SHORT PROBLEM = Rescale the items below by copying every line except the pictures. Multiply each coordinate in the answers by 0.25 and round to whole numbers, with halves rounded up, but leave all other wording and the sample polygon coordinates unchanged.

DATA EXTRACT =
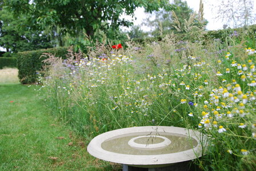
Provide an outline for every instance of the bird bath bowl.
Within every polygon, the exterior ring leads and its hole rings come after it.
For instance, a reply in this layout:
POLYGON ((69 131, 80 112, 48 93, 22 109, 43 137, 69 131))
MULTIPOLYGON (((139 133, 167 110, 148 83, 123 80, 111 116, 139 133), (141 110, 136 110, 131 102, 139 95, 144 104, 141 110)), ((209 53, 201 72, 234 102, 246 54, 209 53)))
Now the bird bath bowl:
MULTIPOLYGON (((201 137, 198 131, 174 127, 123 128, 97 136, 87 151, 97 158, 122 164, 123 170, 163 168, 201 157, 201 137)), ((157 170, 154 169, 149 170, 157 170)))

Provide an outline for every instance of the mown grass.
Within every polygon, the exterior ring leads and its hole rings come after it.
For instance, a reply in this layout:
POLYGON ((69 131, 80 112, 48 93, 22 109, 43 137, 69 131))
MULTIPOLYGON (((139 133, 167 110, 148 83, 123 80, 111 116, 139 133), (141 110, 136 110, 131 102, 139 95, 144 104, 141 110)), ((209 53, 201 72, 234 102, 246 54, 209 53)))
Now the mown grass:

RESULT BELOW =
Provide an outline for every instance of the bird bath bowl.
Within every polygon, the exterior ring leads and its hole rings come after it.
For instance, a reply in this layout:
POLYGON ((69 131, 80 112, 48 93, 22 109, 43 137, 69 131))
MULTIPOLYGON (((139 133, 167 110, 148 83, 123 80, 111 116, 139 133), (141 110, 136 110, 131 102, 139 95, 144 104, 141 110)), ((209 53, 201 72, 234 102, 246 54, 209 53)))
Now the bird bath bowl:
MULTIPOLYGON (((50 34, 50 33, 44 32, 31 32, 24 34, 22 38, 24 40, 31 41, 31 43, 41 42, 50 39, 50 34)), ((39 43, 39 42, 37 43, 39 43)))

Provide an outline for every instance of the mown grass.
Within every polygon, the exterior ring leads and its hole rings come after it.
For instance, a reply in this layout:
POLYGON ((69 131, 80 112, 48 93, 22 109, 43 137, 69 131))
MULTIPOLYGON (((139 133, 167 110, 148 83, 123 80, 111 116, 139 133), (141 110, 136 110, 131 102, 139 95, 144 104, 141 110)), ((209 53, 201 72, 234 102, 246 54, 209 53)))
Now the mown grass:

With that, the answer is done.